• [What this task involves]: Rewrite the records, swapping "pin one point per instance" for "mark a single point for each instance" at every occurrence and leaving everything else untouched.

::: Supplied records

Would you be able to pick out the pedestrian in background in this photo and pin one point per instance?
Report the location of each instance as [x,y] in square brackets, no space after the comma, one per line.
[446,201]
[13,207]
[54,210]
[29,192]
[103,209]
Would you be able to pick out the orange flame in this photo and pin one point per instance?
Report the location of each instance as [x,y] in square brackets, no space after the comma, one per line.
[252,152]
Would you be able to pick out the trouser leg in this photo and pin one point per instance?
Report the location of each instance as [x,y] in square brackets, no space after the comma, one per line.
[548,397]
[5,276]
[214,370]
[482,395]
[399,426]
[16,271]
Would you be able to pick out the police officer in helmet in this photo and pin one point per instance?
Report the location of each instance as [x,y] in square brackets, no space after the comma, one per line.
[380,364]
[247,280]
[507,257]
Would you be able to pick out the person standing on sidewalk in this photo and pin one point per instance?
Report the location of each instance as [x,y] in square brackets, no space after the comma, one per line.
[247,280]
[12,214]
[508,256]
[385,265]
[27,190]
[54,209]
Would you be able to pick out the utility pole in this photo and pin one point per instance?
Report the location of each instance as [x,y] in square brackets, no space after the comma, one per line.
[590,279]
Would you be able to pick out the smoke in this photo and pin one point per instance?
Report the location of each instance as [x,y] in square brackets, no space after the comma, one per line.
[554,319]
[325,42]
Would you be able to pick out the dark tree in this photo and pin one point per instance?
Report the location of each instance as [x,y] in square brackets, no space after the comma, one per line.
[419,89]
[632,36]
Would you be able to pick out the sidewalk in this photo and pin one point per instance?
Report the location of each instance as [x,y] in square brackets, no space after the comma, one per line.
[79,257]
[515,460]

::::::

• [The answer]:
Would you be able to pick out the pedestrian in background in this photo and mark a single point for each instance?
Report the location of each instance as [x,y] in square brackets, no space after the comma, one per line.
[446,201]
[13,207]
[54,210]
[29,192]
[103,209]
Would you be able to pick out the orange flame in this photo and mark a single point for each instance?
Report the location of each instance as [x,y] in square brackets, no space after the comma, one per line.
[252,152]
Would you be able to pick out the trouser leg in this photo and mark a single point for each instance?
Report the location of each instance as [x,y] in square brackets, no space after the comma, one per line.
[548,397]
[5,276]
[214,370]
[482,395]
[399,426]
[16,271]
Would you be able to pick out the police officer in helmet in this photo and mark a single point for each instance?
Report the location of each instance as [x,y] in square brackets, no space after the comma, one per line.
[380,364]
[247,280]
[507,257]
Would you be able to pick out the person standing on sidewalk in this photo and mark a single point for each instance?
Report the location of each instance as [x,y] in square brackets, no space after the comma, one per line.
[247,280]
[12,214]
[508,256]
[385,265]
[27,190]
[54,209]
Would you be able to pick out the utility pole in this photo and mark a single point for each instance?
Report the location of each instance as [x,y] in square brackets, no space after the comma, one per line.
[590,279]
Would you be able to pick out the smoke in this photo and mark a single point for each instance?
Report the location of each instance as [x,y] in square brackets, no space after the comma, one per line.
[554,319]
[325,42]
Would you be able to pick out the dark tree in this photo and mark a single point for each instance?
Report the location of each instance as [x,y] in square brackets, no space after the comma, one per line.
[419,89]
[632,36]
Would you be able to pick out the sidewalk in this photo and mark a single point for each instance?
Report the location of each instance as [x,y] in square brackets, no space after the comma, one per line.
[79,257]
[515,460]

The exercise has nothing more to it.